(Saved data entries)
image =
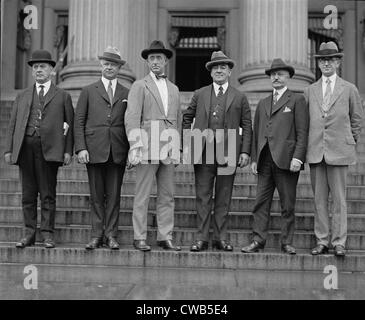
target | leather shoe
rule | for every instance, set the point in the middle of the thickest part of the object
(93, 244)
(287, 248)
(141, 245)
(199, 245)
(253, 247)
(168, 245)
(49, 243)
(222, 245)
(340, 251)
(319, 249)
(25, 242)
(112, 243)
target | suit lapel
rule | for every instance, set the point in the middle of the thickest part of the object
(101, 90)
(283, 99)
(151, 85)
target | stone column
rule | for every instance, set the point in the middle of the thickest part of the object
(273, 29)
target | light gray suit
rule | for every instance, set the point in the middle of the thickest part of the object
(331, 149)
(145, 111)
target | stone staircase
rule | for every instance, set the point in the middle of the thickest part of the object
(73, 223)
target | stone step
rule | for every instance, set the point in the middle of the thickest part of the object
(181, 189)
(184, 236)
(182, 219)
(181, 203)
(183, 173)
(128, 257)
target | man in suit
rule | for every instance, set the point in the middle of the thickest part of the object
(154, 112)
(39, 140)
(219, 110)
(336, 115)
(278, 153)
(101, 143)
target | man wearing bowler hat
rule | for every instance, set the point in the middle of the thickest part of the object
(220, 110)
(39, 140)
(336, 116)
(278, 152)
(153, 111)
(101, 144)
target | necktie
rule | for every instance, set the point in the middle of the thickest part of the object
(160, 76)
(110, 92)
(327, 96)
(41, 95)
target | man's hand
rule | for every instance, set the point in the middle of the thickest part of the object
(135, 156)
(243, 160)
(83, 156)
(66, 159)
(295, 165)
(254, 168)
(7, 158)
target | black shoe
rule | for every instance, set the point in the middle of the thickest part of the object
(112, 243)
(222, 245)
(199, 245)
(319, 249)
(93, 244)
(141, 245)
(340, 251)
(253, 247)
(287, 248)
(49, 243)
(168, 245)
(25, 242)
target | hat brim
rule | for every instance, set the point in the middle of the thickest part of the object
(120, 61)
(332, 55)
(287, 68)
(51, 62)
(168, 53)
(210, 64)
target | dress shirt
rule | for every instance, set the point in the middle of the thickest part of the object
(216, 87)
(46, 85)
(162, 89)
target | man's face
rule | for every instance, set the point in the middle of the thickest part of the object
(279, 79)
(156, 62)
(41, 72)
(328, 65)
(109, 69)
(220, 73)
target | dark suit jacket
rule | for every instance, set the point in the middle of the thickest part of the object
(99, 126)
(286, 129)
(238, 115)
(57, 110)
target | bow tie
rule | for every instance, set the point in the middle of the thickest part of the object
(160, 76)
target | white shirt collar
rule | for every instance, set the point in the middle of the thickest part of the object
(46, 85)
(216, 87)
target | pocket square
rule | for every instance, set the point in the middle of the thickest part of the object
(287, 109)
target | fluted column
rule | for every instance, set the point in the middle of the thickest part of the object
(95, 24)
(273, 29)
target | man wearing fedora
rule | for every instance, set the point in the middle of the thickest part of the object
(217, 109)
(39, 140)
(336, 115)
(280, 134)
(101, 144)
(154, 106)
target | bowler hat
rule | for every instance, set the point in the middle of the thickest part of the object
(112, 54)
(218, 57)
(41, 56)
(278, 64)
(156, 46)
(328, 49)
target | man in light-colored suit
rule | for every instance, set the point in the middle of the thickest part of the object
(153, 114)
(336, 114)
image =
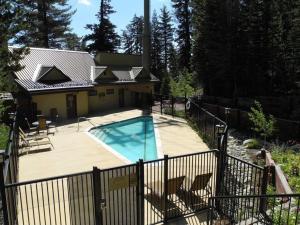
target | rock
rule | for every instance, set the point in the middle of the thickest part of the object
(295, 148)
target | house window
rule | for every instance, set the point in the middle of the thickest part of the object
(93, 93)
(110, 91)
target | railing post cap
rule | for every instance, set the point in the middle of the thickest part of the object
(3, 156)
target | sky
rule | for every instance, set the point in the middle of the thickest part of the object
(125, 10)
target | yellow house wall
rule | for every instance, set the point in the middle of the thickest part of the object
(46, 102)
(107, 102)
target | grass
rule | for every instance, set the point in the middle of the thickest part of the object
(289, 161)
(4, 133)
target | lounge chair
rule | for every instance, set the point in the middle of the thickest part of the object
(31, 142)
(195, 191)
(160, 198)
(174, 185)
(30, 129)
(42, 124)
(34, 136)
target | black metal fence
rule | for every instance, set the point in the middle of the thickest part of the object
(177, 186)
(58, 200)
(9, 166)
(255, 209)
(208, 125)
(149, 192)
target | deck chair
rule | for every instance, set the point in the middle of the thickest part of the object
(195, 193)
(32, 135)
(35, 143)
(174, 185)
(158, 194)
(30, 129)
(42, 124)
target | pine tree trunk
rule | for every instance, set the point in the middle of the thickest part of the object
(42, 12)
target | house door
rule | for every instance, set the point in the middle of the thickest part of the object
(121, 97)
(71, 106)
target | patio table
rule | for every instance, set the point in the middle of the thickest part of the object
(36, 123)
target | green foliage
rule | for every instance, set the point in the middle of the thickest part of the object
(262, 124)
(253, 144)
(104, 37)
(166, 32)
(48, 24)
(246, 46)
(4, 134)
(12, 23)
(132, 36)
(289, 161)
(157, 66)
(184, 84)
(165, 84)
(283, 216)
(182, 9)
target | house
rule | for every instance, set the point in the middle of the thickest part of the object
(74, 84)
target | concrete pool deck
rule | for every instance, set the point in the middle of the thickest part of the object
(76, 152)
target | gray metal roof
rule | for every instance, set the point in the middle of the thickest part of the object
(37, 86)
(74, 64)
(78, 66)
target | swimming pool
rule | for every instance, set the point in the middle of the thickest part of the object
(134, 139)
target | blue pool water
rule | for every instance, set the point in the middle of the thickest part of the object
(134, 139)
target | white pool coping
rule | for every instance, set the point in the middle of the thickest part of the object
(158, 143)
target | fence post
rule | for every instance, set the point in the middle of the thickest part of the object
(140, 193)
(263, 201)
(172, 102)
(161, 103)
(165, 196)
(2, 188)
(97, 195)
(151, 102)
(185, 102)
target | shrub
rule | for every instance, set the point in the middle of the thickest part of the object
(4, 133)
(253, 144)
(262, 124)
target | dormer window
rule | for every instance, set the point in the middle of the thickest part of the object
(102, 74)
(49, 75)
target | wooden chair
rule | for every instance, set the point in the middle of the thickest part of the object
(158, 193)
(42, 124)
(196, 192)
(31, 135)
(30, 143)
(30, 128)
(174, 185)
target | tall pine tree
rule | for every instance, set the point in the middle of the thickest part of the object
(183, 15)
(11, 26)
(132, 37)
(167, 36)
(48, 23)
(103, 37)
(156, 47)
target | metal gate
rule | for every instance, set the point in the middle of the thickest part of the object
(117, 195)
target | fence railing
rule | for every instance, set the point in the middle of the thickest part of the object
(58, 200)
(9, 166)
(208, 125)
(255, 209)
(177, 186)
(149, 192)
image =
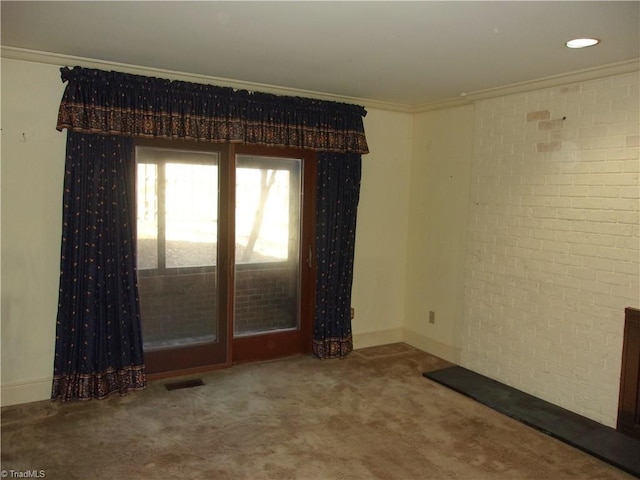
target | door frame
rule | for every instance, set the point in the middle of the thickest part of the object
(278, 344)
(175, 361)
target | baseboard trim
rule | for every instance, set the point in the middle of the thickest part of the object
(17, 393)
(429, 345)
(380, 337)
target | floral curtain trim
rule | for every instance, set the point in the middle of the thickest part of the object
(98, 330)
(332, 347)
(338, 195)
(114, 103)
(99, 385)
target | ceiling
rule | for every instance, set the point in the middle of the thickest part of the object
(399, 53)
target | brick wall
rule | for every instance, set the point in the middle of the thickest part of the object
(553, 247)
(180, 307)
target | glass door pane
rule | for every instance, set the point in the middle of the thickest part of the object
(267, 250)
(177, 203)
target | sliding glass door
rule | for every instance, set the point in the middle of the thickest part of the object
(225, 254)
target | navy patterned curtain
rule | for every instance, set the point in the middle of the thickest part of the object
(98, 336)
(336, 211)
(98, 344)
(114, 103)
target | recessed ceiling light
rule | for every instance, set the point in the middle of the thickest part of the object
(582, 42)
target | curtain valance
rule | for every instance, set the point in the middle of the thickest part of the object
(113, 103)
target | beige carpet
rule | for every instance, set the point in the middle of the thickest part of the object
(371, 416)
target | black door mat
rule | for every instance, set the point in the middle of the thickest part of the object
(587, 435)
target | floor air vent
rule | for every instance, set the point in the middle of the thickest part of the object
(184, 384)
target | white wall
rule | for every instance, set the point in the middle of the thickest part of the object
(32, 173)
(438, 213)
(553, 241)
(519, 231)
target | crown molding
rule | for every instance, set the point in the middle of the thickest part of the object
(522, 87)
(61, 60)
(620, 68)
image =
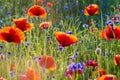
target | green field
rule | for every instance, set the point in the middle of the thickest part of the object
(68, 17)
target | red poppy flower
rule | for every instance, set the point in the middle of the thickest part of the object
(37, 11)
(2, 78)
(45, 25)
(107, 77)
(70, 74)
(22, 24)
(11, 34)
(91, 63)
(109, 33)
(65, 39)
(40, 1)
(117, 60)
(90, 10)
(47, 62)
(12, 67)
(93, 30)
(102, 72)
(30, 75)
(49, 4)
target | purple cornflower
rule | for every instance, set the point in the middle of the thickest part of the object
(85, 26)
(74, 56)
(9, 13)
(60, 47)
(69, 32)
(1, 21)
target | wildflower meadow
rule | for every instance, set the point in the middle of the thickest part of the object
(59, 39)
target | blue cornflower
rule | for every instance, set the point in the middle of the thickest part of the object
(66, 8)
(1, 21)
(80, 66)
(60, 47)
(0, 27)
(69, 32)
(109, 22)
(85, 26)
(9, 13)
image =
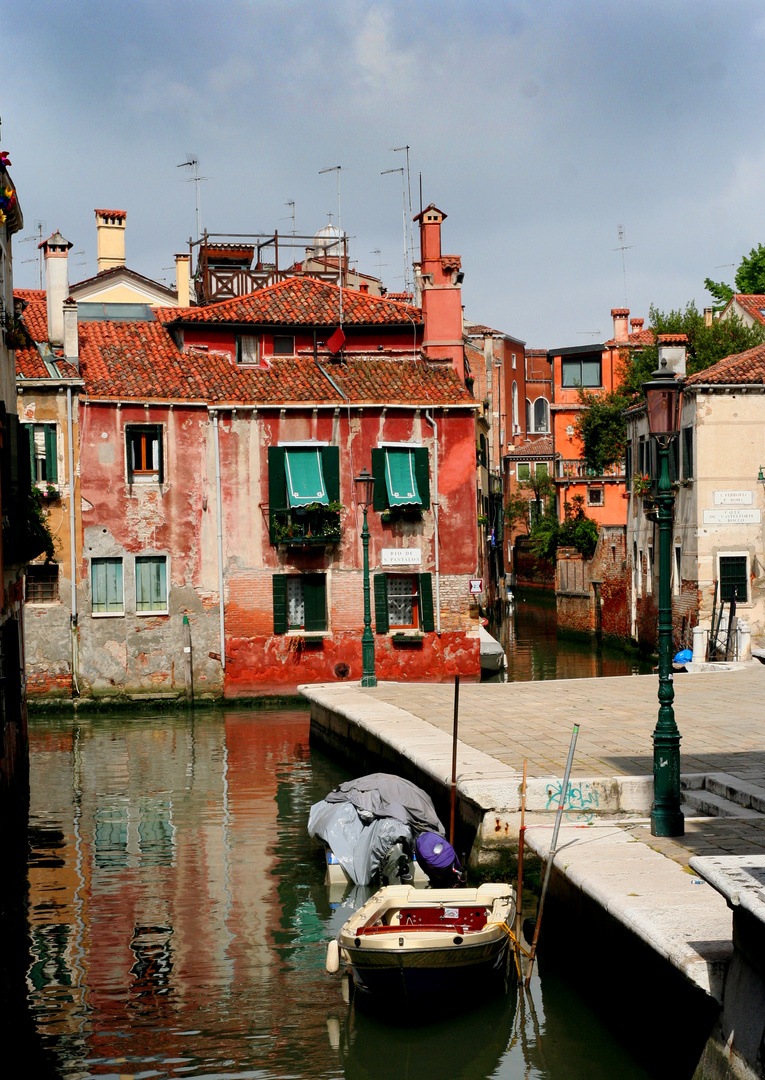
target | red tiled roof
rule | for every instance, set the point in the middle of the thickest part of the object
(298, 301)
(139, 361)
(741, 368)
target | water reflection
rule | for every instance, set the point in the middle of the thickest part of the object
(178, 919)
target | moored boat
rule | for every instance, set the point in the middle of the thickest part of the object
(426, 946)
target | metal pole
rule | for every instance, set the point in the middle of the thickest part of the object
(666, 815)
(454, 758)
(367, 640)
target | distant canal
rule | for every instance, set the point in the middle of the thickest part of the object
(178, 920)
(528, 635)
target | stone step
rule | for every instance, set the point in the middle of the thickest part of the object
(713, 806)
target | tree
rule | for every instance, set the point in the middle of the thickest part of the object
(750, 278)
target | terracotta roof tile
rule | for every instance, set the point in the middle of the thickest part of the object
(298, 301)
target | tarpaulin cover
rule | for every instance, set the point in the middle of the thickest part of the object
(384, 795)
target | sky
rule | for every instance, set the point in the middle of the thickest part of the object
(540, 129)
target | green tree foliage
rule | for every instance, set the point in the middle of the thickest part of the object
(750, 278)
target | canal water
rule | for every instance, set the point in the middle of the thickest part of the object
(528, 634)
(178, 921)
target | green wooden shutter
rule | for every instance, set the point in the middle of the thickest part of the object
(380, 603)
(331, 468)
(426, 604)
(279, 583)
(314, 601)
(51, 455)
(423, 475)
(379, 498)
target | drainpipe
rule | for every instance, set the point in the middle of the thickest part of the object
(435, 521)
(219, 521)
(72, 538)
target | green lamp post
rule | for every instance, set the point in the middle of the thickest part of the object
(662, 400)
(364, 489)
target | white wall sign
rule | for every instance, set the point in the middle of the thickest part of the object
(734, 498)
(402, 556)
(732, 515)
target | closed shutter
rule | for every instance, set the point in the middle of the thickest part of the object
(379, 498)
(314, 599)
(51, 455)
(423, 475)
(380, 603)
(279, 584)
(331, 468)
(426, 604)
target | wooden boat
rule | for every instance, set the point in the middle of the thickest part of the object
(427, 945)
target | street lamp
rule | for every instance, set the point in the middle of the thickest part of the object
(364, 490)
(662, 400)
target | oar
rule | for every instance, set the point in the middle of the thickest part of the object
(551, 855)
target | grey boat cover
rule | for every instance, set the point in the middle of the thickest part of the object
(363, 819)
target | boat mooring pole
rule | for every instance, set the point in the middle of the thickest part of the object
(551, 853)
(454, 758)
(519, 887)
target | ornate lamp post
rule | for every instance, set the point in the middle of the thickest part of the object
(364, 490)
(662, 400)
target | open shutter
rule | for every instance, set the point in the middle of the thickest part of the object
(314, 599)
(380, 603)
(279, 583)
(379, 499)
(423, 475)
(51, 455)
(331, 468)
(426, 604)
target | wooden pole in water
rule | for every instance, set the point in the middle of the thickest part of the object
(551, 853)
(519, 887)
(454, 758)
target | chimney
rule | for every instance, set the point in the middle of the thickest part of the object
(672, 352)
(620, 316)
(71, 347)
(55, 251)
(440, 279)
(183, 275)
(110, 233)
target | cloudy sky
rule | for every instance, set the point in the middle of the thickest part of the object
(538, 127)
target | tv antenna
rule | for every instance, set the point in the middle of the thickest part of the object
(622, 247)
(192, 163)
(403, 192)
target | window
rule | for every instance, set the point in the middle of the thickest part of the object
(402, 477)
(43, 457)
(403, 602)
(144, 453)
(734, 578)
(41, 583)
(283, 345)
(299, 603)
(106, 586)
(585, 372)
(151, 583)
(249, 349)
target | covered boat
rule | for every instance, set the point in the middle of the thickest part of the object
(425, 946)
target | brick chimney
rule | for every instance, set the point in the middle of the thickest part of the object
(110, 237)
(440, 279)
(55, 251)
(620, 316)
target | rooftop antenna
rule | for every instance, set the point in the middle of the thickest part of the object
(403, 191)
(622, 247)
(398, 149)
(338, 170)
(196, 179)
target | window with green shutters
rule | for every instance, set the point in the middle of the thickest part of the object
(299, 603)
(151, 583)
(106, 586)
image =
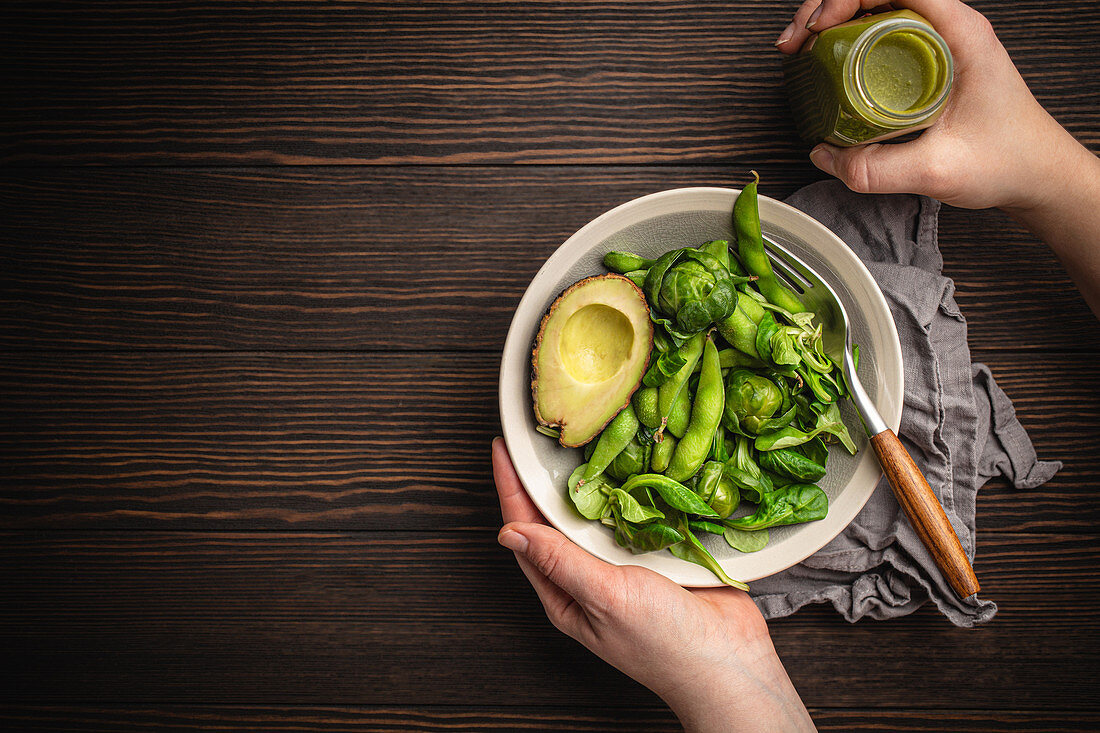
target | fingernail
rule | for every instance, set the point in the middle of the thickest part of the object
(785, 35)
(513, 540)
(822, 159)
(813, 18)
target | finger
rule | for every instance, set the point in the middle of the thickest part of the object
(579, 575)
(877, 168)
(561, 609)
(515, 504)
(954, 20)
(794, 34)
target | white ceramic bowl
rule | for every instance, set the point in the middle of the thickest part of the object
(652, 225)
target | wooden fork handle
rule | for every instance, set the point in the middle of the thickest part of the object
(925, 513)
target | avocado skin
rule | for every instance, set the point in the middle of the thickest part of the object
(582, 409)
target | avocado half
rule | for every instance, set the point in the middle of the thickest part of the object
(590, 356)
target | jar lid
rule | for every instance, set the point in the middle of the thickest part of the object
(900, 72)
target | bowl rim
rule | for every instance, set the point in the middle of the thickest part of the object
(574, 247)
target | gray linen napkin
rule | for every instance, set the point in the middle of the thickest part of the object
(958, 426)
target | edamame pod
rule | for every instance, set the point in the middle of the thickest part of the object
(615, 437)
(662, 453)
(680, 415)
(645, 407)
(624, 262)
(751, 252)
(691, 350)
(705, 417)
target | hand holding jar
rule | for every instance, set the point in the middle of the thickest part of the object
(991, 144)
(991, 138)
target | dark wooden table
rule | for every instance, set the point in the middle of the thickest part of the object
(259, 261)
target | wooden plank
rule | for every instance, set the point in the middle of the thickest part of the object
(387, 259)
(364, 441)
(386, 619)
(443, 81)
(454, 719)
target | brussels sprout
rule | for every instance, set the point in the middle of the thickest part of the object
(750, 400)
(685, 282)
(690, 288)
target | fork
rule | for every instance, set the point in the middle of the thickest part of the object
(909, 484)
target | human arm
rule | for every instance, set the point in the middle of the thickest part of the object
(993, 146)
(705, 652)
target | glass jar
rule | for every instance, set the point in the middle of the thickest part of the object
(869, 79)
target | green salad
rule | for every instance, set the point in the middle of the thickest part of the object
(728, 428)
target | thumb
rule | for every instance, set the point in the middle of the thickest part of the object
(878, 168)
(561, 566)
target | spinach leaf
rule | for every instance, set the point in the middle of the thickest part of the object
(794, 504)
(746, 540)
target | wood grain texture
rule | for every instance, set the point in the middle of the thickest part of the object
(466, 719)
(328, 619)
(245, 412)
(362, 441)
(442, 81)
(387, 259)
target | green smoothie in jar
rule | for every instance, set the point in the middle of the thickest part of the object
(868, 79)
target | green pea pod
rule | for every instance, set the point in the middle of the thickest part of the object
(708, 477)
(792, 504)
(782, 348)
(792, 465)
(692, 350)
(705, 417)
(680, 417)
(590, 499)
(662, 453)
(766, 330)
(736, 359)
(631, 510)
(693, 550)
(645, 407)
(751, 252)
(718, 451)
(647, 538)
(624, 262)
(614, 438)
(633, 459)
(674, 493)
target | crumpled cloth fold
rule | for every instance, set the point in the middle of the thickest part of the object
(957, 424)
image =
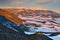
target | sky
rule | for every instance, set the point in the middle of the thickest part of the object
(48, 4)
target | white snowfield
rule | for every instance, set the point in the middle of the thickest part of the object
(46, 28)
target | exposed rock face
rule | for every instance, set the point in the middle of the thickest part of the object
(32, 13)
(6, 32)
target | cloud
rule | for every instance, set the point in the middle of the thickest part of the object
(25, 2)
(45, 1)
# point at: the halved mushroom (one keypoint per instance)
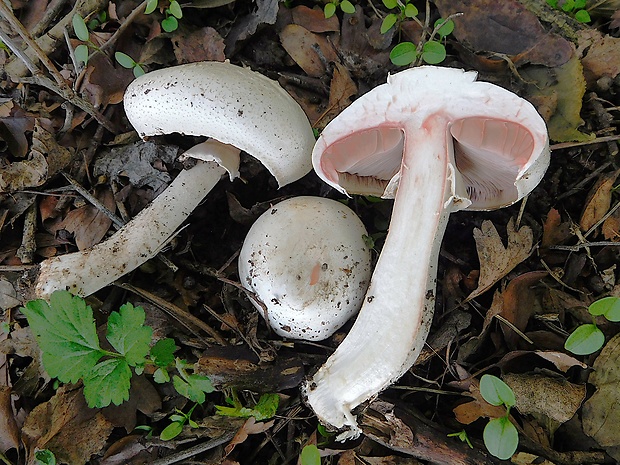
(436, 141)
(307, 261)
(240, 110)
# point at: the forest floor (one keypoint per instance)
(512, 284)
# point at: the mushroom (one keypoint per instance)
(240, 110)
(306, 260)
(436, 141)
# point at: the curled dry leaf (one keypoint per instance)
(552, 398)
(88, 224)
(302, 45)
(599, 200)
(67, 427)
(496, 261)
(505, 27)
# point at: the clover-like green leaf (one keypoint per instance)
(608, 306)
(65, 331)
(80, 28)
(128, 335)
(585, 340)
(403, 54)
(108, 382)
(501, 438)
(496, 392)
(433, 52)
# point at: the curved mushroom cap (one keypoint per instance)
(497, 140)
(233, 105)
(306, 259)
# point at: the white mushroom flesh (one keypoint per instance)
(306, 259)
(240, 110)
(446, 143)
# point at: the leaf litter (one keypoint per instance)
(509, 300)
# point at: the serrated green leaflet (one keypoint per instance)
(162, 352)
(501, 438)
(65, 330)
(108, 382)
(310, 455)
(128, 335)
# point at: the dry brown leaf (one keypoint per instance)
(341, 89)
(611, 227)
(505, 27)
(496, 261)
(66, 426)
(602, 59)
(314, 19)
(205, 44)
(519, 302)
(543, 396)
(9, 432)
(554, 230)
(601, 412)
(301, 45)
(249, 427)
(88, 224)
(598, 200)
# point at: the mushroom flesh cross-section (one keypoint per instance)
(436, 141)
(240, 110)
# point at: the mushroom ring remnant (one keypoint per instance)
(240, 110)
(306, 259)
(436, 141)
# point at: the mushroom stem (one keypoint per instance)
(399, 304)
(87, 271)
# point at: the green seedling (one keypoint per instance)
(264, 409)
(178, 420)
(462, 436)
(66, 332)
(500, 435)
(574, 8)
(172, 14)
(588, 338)
(310, 455)
(430, 51)
(127, 62)
(345, 5)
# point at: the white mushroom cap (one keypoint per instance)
(233, 105)
(306, 259)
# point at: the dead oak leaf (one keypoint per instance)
(66, 426)
(496, 261)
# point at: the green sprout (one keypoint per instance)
(66, 332)
(500, 435)
(588, 338)
(172, 13)
(345, 5)
(310, 455)
(178, 420)
(575, 8)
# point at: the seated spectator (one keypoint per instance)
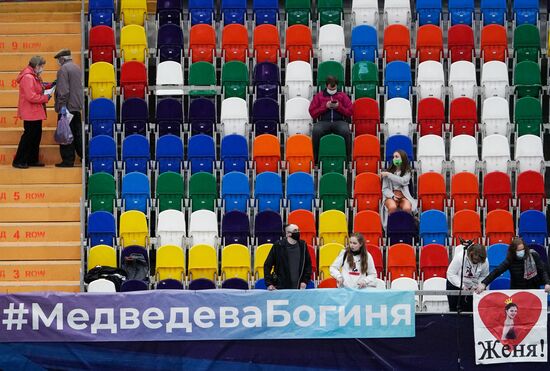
(354, 266)
(331, 109)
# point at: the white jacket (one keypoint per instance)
(340, 269)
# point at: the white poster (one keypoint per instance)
(510, 326)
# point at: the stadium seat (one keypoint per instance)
(102, 154)
(299, 154)
(235, 192)
(133, 229)
(234, 153)
(333, 192)
(364, 44)
(463, 117)
(203, 228)
(397, 43)
(300, 191)
(202, 43)
(499, 227)
(101, 192)
(398, 80)
(431, 116)
(431, 191)
(460, 42)
(368, 223)
(169, 154)
(171, 228)
(497, 191)
(367, 192)
(429, 42)
(101, 229)
(464, 191)
(202, 191)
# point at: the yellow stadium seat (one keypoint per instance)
(327, 254)
(103, 255)
(333, 227)
(203, 262)
(133, 229)
(260, 255)
(236, 262)
(133, 42)
(102, 81)
(170, 263)
(134, 11)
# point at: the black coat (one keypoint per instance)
(516, 268)
(278, 261)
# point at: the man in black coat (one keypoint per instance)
(288, 265)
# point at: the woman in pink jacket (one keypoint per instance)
(32, 110)
(331, 109)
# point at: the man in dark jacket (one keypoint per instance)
(288, 265)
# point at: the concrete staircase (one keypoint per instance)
(40, 226)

Exercise: Begin at the first line of the records and please reproduce every line exactly through the one containing "target | stone column", leaving all pictures out.

Task response:
image =
target | leather shoe
rule | for every instance, set the point in the middle of the thickest part of the object
(93, 244)
(287, 248)
(141, 245)
(199, 245)
(253, 247)
(168, 245)
(49, 243)
(222, 245)
(340, 251)
(319, 249)
(25, 242)
(112, 243)
target | suit lapel
rule | for every instance, set the point in the middle of the thickest part of the object
(101, 90)
(283, 99)
(151, 85)
target | stone column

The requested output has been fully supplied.